Problem – Transcribe the listing in full, excluding any pictures.

**** Extracted entries ****

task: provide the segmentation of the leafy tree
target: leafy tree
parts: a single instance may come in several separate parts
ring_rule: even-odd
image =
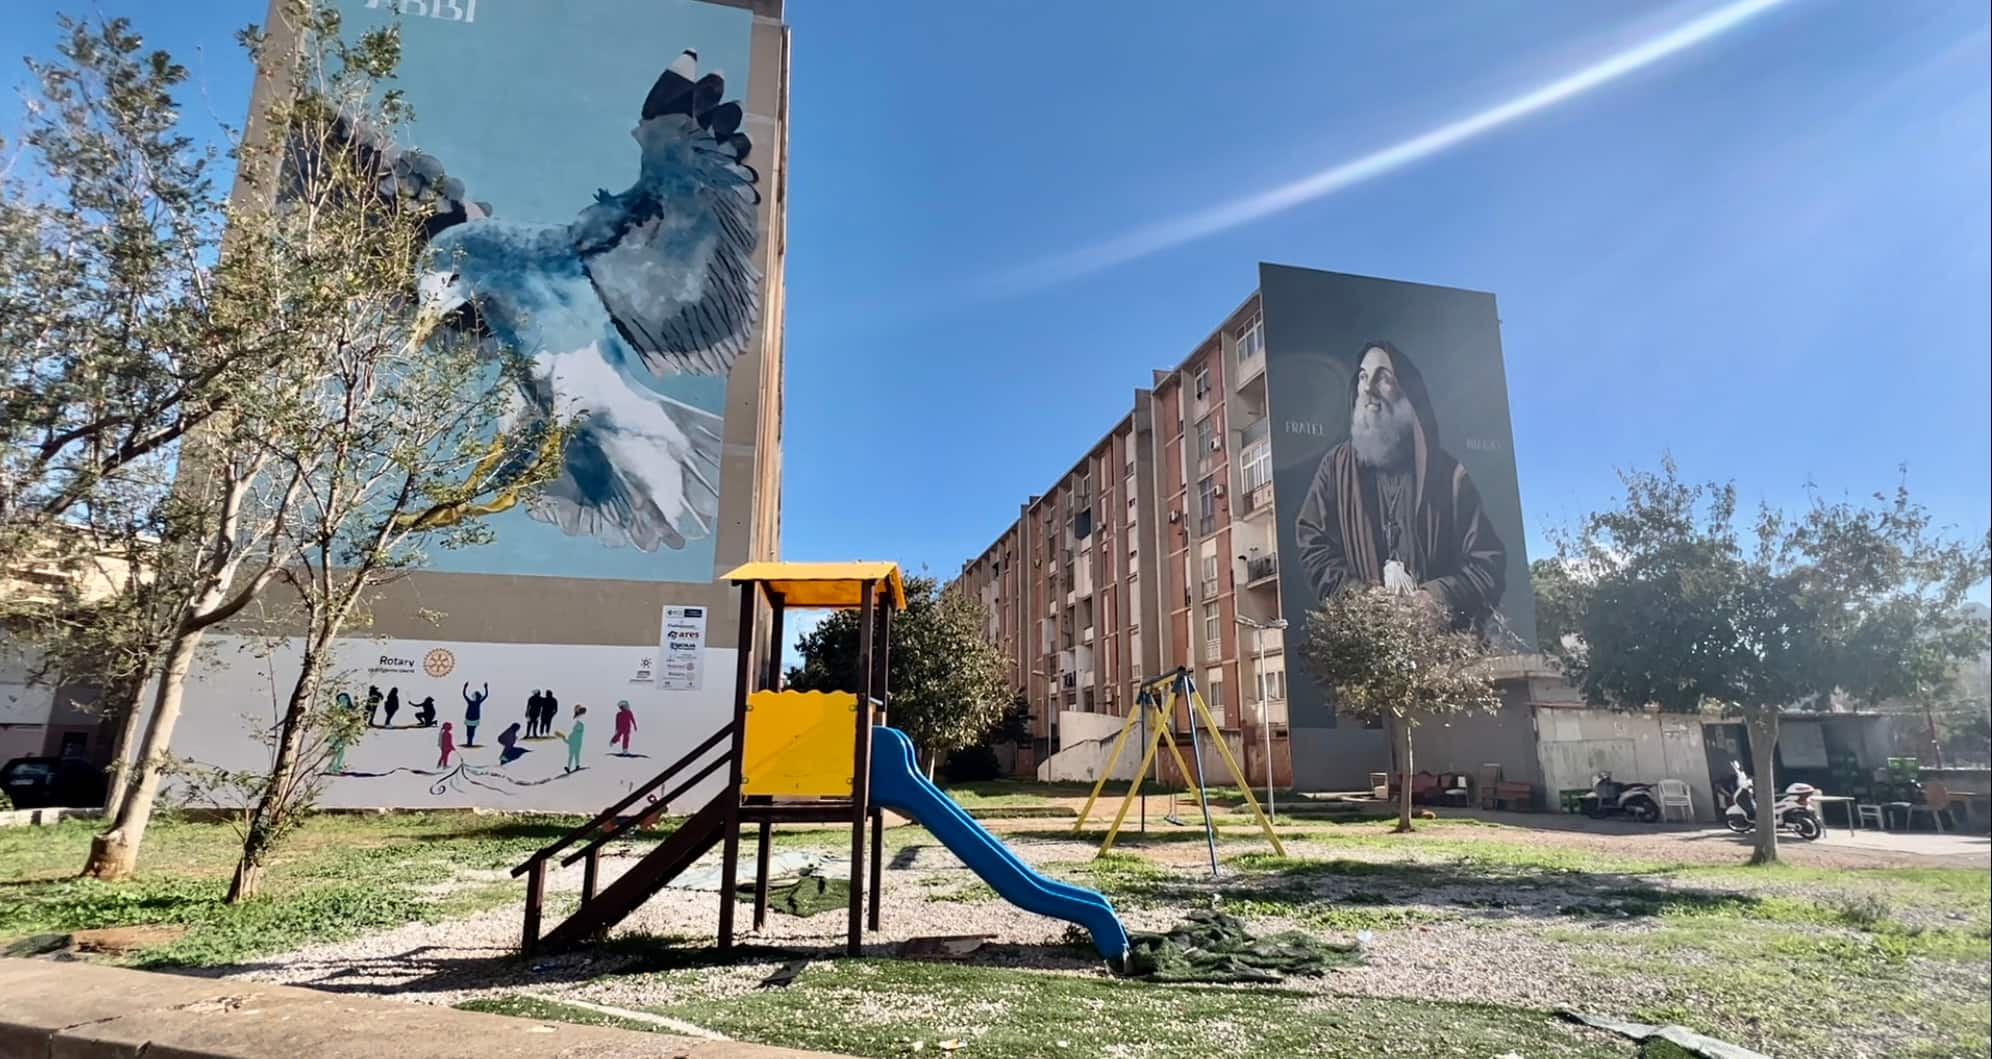
[[[1485,647],[1420,596],[1351,588],[1308,616],[1300,661],[1343,713],[1386,722],[1403,783],[1397,830],[1411,830],[1411,730],[1428,717],[1492,712],[1500,693]]]
[[[1552,557],[1529,564],[1529,585],[1535,591],[1536,642],[1542,653],[1568,661],[1587,603],[1588,582],[1573,564]]]
[[[278,475],[299,489],[275,553],[304,635],[269,768],[236,785],[251,808],[230,901],[256,894],[270,853],[316,800],[317,765],[360,734],[334,705],[340,636],[367,623],[378,586],[425,561],[425,545],[488,542],[483,517],[550,478],[565,437],[528,426],[493,437],[525,377],[523,358],[475,329],[440,326],[414,289],[435,200],[375,193],[398,186],[373,148],[406,116],[381,91],[398,39],[375,32],[348,43],[336,12],[318,5],[290,19],[289,90],[265,118],[286,152],[269,215],[282,237],[279,275],[341,297],[330,326],[293,345],[287,370],[300,375],[279,387],[282,414],[266,419]]]
[[[1735,486],[1683,482],[1671,459],[1620,477],[1625,495],[1561,556],[1582,585],[1572,673],[1598,704],[1741,715],[1766,810],[1753,860],[1776,860],[1780,714],[1947,684],[1984,649],[1961,604],[1985,580],[1987,542],[1941,532],[1906,487],[1795,515],[1766,506],[1743,526]]]
[[[56,57],[28,62],[19,142],[0,143],[0,562],[106,483],[156,495],[229,379],[297,322],[225,304],[220,158],[181,127],[186,68],[124,19],[60,27]]]
[[[242,38],[268,91],[233,138],[226,202],[213,156],[178,131],[185,71],[121,20],[65,22],[61,59],[36,67],[25,139],[52,178],[34,186],[55,191],[8,185],[0,217],[6,263],[48,284],[0,287],[0,370],[19,406],[0,428],[0,519],[12,518],[0,532],[16,544],[58,524],[156,536],[150,579],[85,615],[95,631],[79,621],[63,637],[71,654],[114,647],[129,694],[156,677],[86,874],[136,863],[206,631],[279,581],[290,593],[273,609],[305,626],[238,897],[315,790],[317,770],[302,766],[327,717],[333,641],[364,620],[373,586],[421,561],[425,539],[482,539],[478,513],[503,506],[485,502],[540,480],[563,436],[488,437],[517,358],[421,309],[421,237],[441,204],[389,179],[391,161],[353,134],[406,117],[381,91],[395,32],[346,43],[319,0],[281,18]],[[17,399],[14,383],[39,396]]]
[[[943,593],[931,577],[906,579],[906,610],[893,616],[887,659],[888,720],[918,747],[933,774],[937,757],[980,742],[1010,708],[1009,666],[982,638],[985,616],[973,600]],[[791,687],[858,687],[858,615],[838,611],[803,636]]]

****

Result of this task –
task: provide the segmentation of the leafy tree
target: leafy tree
parts: a single instance may come in several separate parts
ring_rule: even-odd
image =
[[[1485,647],[1420,596],[1351,588],[1308,616],[1300,661],[1343,713],[1386,722],[1403,783],[1397,830],[1411,830],[1411,730],[1428,717],[1492,712],[1500,693]]]
[[[1552,557],[1529,564],[1529,585],[1535,591],[1536,642],[1542,653],[1568,661],[1587,603],[1588,582],[1573,564]]]
[[[278,475],[299,489],[275,553],[304,635],[269,768],[236,785],[251,808],[230,901],[256,894],[270,853],[316,800],[317,765],[360,734],[334,705],[340,636],[367,623],[378,586],[425,561],[425,545],[488,542],[483,517],[550,478],[565,437],[528,426],[493,437],[525,377],[523,358],[475,329],[440,326],[414,289],[435,200],[375,193],[398,186],[373,148],[406,116],[381,91],[398,39],[375,32],[348,43],[336,12],[318,5],[290,19],[289,90],[265,118],[286,152],[269,215],[282,237],[279,275],[341,297],[330,326],[293,345],[287,370],[300,375],[279,387],[282,414],[266,419]]]
[[[1735,486],[1683,482],[1671,459],[1620,477],[1625,495],[1561,556],[1582,585],[1572,673],[1598,704],[1741,715],[1766,810],[1753,860],[1776,860],[1780,714],[1947,684],[1984,649],[1961,604],[1985,580],[1987,542],[1941,532],[1906,487],[1795,515],[1766,506],[1743,526]]]
[[[56,57],[28,62],[19,142],[0,143],[0,562],[106,483],[156,495],[229,379],[297,322],[225,304],[220,158],[181,127],[186,68],[124,19],[60,27]]]
[[[242,38],[268,91],[233,138],[226,202],[213,156],[178,131],[185,71],[121,20],[65,22],[61,59],[36,67],[25,139],[52,178],[34,186],[55,191],[8,185],[0,217],[6,263],[48,284],[0,287],[0,370],[19,406],[0,428],[0,519],[12,518],[0,532],[16,544],[58,524],[156,536],[150,579],[85,615],[95,631],[79,621],[63,637],[71,654],[114,647],[129,694],[156,677],[86,874],[136,863],[206,631],[279,581],[290,593],[273,609],[305,626],[238,897],[315,790],[317,770],[302,766],[327,717],[333,641],[364,620],[373,586],[421,561],[425,539],[482,539],[478,513],[503,506],[485,502],[540,480],[563,436],[488,437],[517,358],[421,309],[421,237],[441,204],[389,179],[391,161],[353,134],[406,117],[381,91],[395,32],[346,43],[319,0],[281,18]],[[17,399],[14,383],[39,396]]]
[[[943,593],[931,577],[906,579],[906,610],[893,616],[887,659],[888,720],[918,747],[933,774],[937,757],[980,742],[1010,708],[1009,666],[982,638],[985,616],[973,600]],[[791,687],[858,687],[858,615],[838,611],[803,636]]]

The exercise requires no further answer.